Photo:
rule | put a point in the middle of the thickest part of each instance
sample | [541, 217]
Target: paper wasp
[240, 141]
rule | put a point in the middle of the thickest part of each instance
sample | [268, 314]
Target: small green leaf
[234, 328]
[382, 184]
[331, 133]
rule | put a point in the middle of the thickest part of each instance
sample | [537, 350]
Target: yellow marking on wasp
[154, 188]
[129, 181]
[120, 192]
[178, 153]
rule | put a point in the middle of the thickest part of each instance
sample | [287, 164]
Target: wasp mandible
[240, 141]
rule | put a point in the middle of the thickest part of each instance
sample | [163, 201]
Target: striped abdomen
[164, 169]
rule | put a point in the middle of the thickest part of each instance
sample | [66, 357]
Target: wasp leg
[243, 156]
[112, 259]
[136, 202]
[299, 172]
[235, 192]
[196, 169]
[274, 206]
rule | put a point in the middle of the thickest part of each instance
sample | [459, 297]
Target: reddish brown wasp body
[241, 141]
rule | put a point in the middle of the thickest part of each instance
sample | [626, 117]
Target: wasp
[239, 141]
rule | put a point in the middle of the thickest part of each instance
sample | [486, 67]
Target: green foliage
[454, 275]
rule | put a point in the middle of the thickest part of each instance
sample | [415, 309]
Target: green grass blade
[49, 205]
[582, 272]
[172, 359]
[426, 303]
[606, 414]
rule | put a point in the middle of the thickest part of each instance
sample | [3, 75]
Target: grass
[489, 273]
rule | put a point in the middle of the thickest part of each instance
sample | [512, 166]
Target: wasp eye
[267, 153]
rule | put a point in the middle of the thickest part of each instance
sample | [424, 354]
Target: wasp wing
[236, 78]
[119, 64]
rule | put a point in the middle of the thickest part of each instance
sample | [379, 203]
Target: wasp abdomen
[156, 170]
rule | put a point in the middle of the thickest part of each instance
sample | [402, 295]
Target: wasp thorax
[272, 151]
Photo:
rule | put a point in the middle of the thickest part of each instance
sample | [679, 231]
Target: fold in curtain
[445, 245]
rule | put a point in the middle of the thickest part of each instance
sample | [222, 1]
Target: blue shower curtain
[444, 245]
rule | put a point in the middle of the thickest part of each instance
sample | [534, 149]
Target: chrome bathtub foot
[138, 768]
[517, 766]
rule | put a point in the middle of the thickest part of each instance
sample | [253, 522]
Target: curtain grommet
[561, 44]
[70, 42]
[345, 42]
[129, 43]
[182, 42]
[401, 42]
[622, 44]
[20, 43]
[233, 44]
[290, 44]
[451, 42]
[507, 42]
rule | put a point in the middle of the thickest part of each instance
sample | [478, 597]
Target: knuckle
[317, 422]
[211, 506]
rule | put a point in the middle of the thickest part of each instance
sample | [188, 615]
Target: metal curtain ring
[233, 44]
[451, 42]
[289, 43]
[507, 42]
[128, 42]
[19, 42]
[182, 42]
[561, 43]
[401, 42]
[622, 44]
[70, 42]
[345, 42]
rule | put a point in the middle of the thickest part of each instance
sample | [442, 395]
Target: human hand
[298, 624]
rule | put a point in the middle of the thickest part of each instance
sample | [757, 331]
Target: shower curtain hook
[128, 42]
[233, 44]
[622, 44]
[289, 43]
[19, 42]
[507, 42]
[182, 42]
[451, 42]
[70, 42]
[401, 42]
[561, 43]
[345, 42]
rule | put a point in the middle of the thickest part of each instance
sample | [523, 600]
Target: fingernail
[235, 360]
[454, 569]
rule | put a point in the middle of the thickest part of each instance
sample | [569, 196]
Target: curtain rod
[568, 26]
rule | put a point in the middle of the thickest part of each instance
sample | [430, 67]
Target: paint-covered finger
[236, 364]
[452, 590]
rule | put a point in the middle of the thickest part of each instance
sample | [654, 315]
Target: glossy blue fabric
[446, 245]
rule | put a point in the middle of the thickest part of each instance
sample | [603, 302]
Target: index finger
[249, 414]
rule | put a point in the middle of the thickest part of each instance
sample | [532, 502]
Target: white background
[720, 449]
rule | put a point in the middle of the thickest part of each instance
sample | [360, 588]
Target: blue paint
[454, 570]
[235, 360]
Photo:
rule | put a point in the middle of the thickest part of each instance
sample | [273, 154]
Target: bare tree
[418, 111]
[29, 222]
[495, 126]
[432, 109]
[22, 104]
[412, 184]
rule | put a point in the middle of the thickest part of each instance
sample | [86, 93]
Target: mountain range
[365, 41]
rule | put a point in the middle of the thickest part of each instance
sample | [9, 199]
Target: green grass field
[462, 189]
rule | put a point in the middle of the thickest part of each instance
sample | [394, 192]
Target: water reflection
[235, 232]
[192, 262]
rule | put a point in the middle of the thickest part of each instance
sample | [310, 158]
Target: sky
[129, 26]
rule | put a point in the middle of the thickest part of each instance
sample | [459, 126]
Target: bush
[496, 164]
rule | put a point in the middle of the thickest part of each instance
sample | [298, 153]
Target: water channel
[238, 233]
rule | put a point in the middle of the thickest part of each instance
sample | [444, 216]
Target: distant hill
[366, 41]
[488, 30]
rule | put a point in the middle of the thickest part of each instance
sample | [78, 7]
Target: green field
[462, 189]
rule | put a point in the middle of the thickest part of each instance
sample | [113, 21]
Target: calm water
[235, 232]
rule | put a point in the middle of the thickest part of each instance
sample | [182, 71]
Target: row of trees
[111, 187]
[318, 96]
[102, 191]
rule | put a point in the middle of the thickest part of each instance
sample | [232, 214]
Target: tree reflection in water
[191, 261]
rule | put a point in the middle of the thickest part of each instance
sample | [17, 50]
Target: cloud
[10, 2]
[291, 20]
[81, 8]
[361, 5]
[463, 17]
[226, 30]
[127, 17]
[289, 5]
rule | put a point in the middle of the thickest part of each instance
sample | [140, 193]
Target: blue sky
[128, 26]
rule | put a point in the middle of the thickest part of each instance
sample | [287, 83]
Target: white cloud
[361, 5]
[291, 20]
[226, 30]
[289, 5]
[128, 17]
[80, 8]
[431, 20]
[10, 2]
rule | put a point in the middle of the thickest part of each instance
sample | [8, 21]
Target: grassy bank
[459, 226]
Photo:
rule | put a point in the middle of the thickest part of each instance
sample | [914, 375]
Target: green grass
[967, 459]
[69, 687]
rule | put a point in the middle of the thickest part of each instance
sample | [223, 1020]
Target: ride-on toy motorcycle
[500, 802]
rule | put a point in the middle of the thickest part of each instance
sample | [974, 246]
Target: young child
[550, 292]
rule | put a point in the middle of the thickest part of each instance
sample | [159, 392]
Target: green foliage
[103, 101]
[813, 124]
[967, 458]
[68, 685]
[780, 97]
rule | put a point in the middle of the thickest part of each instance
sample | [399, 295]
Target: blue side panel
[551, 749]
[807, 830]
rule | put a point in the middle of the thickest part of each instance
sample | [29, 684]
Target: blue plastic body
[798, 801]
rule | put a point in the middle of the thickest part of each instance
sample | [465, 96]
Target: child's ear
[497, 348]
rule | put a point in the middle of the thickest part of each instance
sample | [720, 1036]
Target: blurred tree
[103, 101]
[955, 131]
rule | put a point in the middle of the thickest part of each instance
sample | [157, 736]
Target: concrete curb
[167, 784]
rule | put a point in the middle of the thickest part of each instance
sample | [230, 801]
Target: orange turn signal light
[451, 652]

* * *

**SET PROBLEM**
How many lines in the data above contain the string "paint"? Case counts. Reply with the number only.

**IN RESPONSE**
2